2014–2017 Clinical Study Programme

Development of Diagnostic Gene Signature

 

Caldera Health started the search for prostate cancer biomarkers with next-generation sequence analysis of prostate tissue.

1000 Men, Aged 60-69, 4.89% Prevalance of Prostate Cancer

Clinical Study 1: Completed in 2014

Screening of 84 RNA biomarkers and three reference biomarkers using RNA extracted from formalin-fixed and paraffin-embedded (FFPE, a standard clinical procedure) prostatectomy tissue from a total of 42 donors.   One Auckland Hospital histopathologist reviewed FFPE blocks for entry to the study and identified cancerous and healthy areas for analysis.

Using a patented discovery process, Caldera was able to measure gene transcripts that were either elevated or diminished in prostate cancer prostatectomy samples as compared to healthy tissue. Significant differential expression could be detected in 60 of the screened biomarkers.

From these 60 RNA biomarkers, the 35 best performing biomarkers were chosen to go forward in the next clinical study.

Clinical Study 2: Completed in 2016

Completed in June 2016 using the 35 selected biomarkers. This study compared prostate biopsy tissue without evidence of cancer with tumour tissue isolated from positive biopsies to identify gene signatures that are able to determine the presence of prostate cancer.

From a total of 142 samples, a lead gene signature was identified comprising a small number of genes with a sensitivity of 92% and specificity of 95%. As there were multiple, highly accurate gene signatures, 20 biomarkers able to form multiple gene signatures were selected for the validation study.

▶ _Stored data_:

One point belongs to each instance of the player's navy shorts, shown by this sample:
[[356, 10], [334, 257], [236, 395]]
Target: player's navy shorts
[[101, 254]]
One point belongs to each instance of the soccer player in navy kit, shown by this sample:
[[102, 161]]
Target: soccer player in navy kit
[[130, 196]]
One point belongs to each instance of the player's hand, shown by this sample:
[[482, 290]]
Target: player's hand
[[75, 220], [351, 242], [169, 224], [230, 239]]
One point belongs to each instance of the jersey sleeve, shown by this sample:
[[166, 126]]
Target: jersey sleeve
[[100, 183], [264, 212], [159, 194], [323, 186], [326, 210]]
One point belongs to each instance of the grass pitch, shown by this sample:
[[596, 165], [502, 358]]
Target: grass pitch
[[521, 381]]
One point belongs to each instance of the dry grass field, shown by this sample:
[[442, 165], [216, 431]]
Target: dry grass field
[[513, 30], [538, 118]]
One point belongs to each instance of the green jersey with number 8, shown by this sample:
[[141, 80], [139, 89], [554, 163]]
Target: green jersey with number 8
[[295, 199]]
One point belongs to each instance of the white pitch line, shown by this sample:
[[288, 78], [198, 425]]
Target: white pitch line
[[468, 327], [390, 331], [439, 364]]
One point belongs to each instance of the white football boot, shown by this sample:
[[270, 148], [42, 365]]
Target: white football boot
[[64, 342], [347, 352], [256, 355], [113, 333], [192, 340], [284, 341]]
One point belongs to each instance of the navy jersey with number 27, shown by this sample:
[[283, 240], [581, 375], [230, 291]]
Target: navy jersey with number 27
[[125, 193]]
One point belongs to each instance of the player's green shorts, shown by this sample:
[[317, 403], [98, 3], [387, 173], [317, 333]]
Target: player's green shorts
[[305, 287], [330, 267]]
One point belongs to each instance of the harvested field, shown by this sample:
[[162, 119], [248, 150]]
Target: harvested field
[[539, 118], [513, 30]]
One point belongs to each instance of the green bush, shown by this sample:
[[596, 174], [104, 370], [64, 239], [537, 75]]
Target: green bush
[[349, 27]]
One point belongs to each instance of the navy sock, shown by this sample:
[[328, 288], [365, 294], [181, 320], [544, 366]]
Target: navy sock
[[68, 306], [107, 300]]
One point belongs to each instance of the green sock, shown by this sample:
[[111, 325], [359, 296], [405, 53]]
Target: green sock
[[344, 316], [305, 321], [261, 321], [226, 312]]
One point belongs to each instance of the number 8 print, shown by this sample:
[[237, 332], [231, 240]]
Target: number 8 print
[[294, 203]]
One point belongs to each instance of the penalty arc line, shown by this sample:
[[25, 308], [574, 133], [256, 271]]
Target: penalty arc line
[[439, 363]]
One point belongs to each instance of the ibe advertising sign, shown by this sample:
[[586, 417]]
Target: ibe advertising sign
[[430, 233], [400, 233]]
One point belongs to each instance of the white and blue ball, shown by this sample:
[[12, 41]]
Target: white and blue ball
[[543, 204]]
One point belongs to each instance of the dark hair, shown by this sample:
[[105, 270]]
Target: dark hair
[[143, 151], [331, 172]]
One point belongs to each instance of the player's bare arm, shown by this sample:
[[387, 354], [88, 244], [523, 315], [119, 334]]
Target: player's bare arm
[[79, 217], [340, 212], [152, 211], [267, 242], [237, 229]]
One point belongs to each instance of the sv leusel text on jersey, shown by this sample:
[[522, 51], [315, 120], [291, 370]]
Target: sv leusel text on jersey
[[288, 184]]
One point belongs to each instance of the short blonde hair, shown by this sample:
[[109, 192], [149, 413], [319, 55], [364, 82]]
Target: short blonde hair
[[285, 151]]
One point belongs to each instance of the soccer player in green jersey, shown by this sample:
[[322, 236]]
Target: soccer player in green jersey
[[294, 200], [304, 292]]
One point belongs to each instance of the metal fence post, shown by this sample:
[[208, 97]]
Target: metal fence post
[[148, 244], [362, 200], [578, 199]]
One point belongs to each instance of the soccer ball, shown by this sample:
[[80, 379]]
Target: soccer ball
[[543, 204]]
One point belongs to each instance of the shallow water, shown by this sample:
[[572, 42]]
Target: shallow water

▶ _Requirement 1_: Retype the stretch of the prostate cancer study text from "1000 Men, Aged" through "the screened biomarkers." without changing a word.
▶ _Requirement 2_: Write what comes next in the prostate cancer study text, starting right after its last sentence.

▶ _Task response 1_:
1000 Men, Aged 60-69, 4.89% Prevalance of Prostate Cancer

Clinical Study 1: Completed in 2014

Screening of 84 RNA biomarkers and three reference biomarkers using RNA extracted from formalin-fixed and paraffin-embedded (FFPE, a standard clinical procedure) prostatectomy tissue from a total of 42 donors.   One Auckland Hospital histopathologist reviewed FFPE blocks for entry to the study and identified cancerous and healthy areas for analysis.

Using a patented discovery process, Caldera was able to measure gene transcripts that were either elevated or diminished in prostate cancer prostatectomy samples as compared to healthy tissue. Significant differential expression could be detected in 60 of the screened biomarkers.

▶ _Task response 2_:
Clinical Study 2B: Completed in 2016

Clinical Study 2B was divided into two parts: an initial independent validation on 157 samples and a second, blinded, independent validation on 95 samples.

Completed in August 2016, 20 biomarkers were analysed for 157 biopsy samples either from men with no evidence of cancer (negative biopsies) or from tumour tissue isolated from positive biopsies. The results allowed selection of the most accurate diagnostic gene signature (trained using Clinical Study 2 data), with a sensitivity of 98% and specificity of 99%. The number of biomarkers required were significantly reduced.

In December 2016, the blinded study of 95 additional independent samples was completed. Analysis confirmed the high accuracy of the lead diagnostic signature with only 4 misclassifications.

This finalised Clinical Study 2B, with a total of 252 independent validation samples, yielding an overall sensitivity of 97% and specificity of 97% for the diagnosis of prostate cancer.